__Written instruction__.
From the items below, pull out every line that contains the word "shrub". Case counts, so only lines that match its capitalization qualify.

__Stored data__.
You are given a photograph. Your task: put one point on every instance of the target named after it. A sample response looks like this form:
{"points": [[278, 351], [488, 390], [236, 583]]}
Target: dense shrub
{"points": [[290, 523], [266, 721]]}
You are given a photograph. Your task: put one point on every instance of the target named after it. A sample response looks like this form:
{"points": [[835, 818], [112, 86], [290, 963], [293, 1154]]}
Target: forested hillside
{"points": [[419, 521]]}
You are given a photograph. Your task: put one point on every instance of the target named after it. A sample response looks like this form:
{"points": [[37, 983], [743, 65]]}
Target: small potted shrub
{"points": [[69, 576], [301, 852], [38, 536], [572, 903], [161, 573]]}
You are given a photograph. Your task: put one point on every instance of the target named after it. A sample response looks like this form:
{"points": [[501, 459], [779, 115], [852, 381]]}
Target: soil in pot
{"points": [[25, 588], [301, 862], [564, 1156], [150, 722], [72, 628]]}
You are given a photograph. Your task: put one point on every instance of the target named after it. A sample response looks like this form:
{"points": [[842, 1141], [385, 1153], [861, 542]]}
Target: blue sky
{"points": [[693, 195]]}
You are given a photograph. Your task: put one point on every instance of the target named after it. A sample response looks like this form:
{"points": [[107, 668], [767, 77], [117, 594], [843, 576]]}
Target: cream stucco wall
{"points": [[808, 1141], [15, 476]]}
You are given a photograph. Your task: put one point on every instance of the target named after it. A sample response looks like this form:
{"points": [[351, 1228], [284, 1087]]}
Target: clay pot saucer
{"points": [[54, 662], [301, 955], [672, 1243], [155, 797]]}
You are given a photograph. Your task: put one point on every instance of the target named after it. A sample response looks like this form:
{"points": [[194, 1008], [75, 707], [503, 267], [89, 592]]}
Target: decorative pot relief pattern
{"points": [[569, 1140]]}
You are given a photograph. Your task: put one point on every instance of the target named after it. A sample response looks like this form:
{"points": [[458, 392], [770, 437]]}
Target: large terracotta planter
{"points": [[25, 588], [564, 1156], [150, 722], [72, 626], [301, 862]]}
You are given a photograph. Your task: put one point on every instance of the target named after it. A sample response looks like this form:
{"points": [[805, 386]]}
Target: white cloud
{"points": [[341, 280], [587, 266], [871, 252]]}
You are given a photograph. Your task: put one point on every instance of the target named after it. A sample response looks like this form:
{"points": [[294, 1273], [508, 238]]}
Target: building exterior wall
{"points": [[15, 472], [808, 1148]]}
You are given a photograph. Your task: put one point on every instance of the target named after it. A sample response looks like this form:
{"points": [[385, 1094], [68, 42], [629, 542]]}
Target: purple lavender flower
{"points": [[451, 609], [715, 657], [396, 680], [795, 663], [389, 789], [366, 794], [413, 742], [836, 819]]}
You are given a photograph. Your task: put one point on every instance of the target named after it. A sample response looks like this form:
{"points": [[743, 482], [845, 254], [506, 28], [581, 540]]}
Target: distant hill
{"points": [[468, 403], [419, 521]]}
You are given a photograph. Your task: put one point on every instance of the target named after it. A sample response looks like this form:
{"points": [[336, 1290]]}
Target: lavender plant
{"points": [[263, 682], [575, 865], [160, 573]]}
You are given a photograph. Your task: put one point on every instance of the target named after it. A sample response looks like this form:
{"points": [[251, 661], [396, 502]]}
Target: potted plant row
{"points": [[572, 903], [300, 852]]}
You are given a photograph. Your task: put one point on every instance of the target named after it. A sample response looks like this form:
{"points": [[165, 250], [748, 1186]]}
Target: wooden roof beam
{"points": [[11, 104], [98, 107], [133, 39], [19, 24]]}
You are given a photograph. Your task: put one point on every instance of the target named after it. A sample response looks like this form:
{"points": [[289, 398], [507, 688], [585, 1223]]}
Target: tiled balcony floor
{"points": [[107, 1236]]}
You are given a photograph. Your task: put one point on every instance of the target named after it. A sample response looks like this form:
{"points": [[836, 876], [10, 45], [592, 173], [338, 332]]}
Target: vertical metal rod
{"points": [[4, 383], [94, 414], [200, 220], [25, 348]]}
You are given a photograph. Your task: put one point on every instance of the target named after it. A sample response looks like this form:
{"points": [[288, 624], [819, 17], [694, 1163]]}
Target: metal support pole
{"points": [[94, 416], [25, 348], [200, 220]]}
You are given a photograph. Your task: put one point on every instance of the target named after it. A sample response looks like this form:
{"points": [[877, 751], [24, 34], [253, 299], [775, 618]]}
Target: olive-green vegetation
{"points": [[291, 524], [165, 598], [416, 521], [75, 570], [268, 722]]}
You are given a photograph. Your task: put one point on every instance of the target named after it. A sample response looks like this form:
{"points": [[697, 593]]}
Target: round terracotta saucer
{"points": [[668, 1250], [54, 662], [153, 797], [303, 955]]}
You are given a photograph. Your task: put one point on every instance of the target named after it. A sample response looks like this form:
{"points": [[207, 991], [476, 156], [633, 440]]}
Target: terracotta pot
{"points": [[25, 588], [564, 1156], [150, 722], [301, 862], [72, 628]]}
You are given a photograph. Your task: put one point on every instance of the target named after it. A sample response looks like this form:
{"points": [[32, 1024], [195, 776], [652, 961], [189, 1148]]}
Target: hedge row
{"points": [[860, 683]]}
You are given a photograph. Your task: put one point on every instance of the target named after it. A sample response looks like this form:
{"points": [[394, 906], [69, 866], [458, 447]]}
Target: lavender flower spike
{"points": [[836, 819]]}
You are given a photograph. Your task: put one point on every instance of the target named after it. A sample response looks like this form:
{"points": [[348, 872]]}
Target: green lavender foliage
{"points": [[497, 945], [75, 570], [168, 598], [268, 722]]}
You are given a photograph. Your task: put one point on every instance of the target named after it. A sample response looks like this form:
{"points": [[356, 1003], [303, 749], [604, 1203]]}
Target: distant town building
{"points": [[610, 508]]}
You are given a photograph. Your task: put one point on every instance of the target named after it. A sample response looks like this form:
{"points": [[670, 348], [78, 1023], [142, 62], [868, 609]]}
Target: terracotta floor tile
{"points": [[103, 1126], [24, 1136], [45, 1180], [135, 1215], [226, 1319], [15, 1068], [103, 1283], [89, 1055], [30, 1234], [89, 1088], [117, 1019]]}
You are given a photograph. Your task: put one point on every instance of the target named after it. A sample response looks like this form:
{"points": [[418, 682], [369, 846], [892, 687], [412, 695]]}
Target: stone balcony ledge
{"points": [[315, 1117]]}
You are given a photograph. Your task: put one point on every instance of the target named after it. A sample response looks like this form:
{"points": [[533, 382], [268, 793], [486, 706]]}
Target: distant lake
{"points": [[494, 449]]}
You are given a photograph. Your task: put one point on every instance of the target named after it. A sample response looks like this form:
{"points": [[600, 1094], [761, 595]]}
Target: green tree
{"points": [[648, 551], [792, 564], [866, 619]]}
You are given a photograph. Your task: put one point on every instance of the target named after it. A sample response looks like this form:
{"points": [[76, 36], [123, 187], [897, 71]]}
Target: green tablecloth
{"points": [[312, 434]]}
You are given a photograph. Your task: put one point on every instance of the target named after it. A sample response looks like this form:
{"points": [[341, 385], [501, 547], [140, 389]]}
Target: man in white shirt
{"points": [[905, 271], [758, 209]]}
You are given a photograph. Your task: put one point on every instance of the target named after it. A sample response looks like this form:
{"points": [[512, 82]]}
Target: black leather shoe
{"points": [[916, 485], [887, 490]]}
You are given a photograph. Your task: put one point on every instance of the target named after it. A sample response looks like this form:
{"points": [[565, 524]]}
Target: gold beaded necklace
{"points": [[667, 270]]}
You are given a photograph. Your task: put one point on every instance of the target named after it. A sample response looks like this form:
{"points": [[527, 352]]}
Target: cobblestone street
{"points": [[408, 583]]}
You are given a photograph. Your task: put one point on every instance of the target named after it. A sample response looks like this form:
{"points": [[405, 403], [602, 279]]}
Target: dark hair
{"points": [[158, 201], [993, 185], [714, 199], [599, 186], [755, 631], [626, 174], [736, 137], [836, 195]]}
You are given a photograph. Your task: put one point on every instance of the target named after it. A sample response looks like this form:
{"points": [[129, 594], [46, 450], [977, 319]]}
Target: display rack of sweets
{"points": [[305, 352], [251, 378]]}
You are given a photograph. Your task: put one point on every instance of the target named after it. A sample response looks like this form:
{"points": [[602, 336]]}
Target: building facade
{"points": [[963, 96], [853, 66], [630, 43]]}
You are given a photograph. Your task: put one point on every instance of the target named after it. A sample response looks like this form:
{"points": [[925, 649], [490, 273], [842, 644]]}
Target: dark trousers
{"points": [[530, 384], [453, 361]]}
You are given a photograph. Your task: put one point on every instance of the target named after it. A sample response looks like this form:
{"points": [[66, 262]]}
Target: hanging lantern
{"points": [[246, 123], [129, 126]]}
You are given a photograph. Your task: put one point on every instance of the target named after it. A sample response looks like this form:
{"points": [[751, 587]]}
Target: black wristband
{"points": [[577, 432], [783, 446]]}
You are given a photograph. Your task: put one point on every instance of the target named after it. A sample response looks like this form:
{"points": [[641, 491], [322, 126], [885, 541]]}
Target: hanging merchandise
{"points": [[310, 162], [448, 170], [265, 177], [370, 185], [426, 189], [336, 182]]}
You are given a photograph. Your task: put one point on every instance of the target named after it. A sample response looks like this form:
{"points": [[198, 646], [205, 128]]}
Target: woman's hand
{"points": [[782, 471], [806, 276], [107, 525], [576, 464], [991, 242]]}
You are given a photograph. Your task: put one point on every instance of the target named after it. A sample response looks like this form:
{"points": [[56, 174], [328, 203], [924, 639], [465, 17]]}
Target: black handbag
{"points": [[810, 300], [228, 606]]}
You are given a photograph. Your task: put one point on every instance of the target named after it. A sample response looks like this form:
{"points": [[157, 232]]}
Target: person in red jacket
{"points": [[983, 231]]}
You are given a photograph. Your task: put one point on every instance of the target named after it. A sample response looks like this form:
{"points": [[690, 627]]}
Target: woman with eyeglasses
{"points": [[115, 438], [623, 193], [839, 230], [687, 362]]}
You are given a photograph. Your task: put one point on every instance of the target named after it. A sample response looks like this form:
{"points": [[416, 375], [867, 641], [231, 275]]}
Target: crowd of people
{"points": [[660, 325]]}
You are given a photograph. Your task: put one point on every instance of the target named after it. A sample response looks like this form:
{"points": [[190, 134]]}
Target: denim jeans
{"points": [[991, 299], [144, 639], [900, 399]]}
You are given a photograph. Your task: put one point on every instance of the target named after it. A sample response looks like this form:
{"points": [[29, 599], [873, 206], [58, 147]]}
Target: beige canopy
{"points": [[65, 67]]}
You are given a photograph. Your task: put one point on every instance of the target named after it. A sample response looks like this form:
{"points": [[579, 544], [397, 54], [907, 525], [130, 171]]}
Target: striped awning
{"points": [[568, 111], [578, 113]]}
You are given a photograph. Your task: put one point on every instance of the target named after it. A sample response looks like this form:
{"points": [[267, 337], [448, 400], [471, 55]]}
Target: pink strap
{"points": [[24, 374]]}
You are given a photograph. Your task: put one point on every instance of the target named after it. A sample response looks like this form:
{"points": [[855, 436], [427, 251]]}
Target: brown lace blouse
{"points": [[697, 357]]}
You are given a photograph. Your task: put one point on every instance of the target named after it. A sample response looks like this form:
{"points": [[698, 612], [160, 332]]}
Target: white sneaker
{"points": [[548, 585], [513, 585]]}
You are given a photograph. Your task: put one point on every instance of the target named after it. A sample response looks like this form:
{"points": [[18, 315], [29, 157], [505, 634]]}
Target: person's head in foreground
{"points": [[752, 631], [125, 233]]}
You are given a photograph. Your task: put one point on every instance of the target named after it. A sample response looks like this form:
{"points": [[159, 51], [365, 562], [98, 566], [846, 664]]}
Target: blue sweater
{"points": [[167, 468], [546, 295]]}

__Written solution__.
Target: dense shrub
Target: small potted shrub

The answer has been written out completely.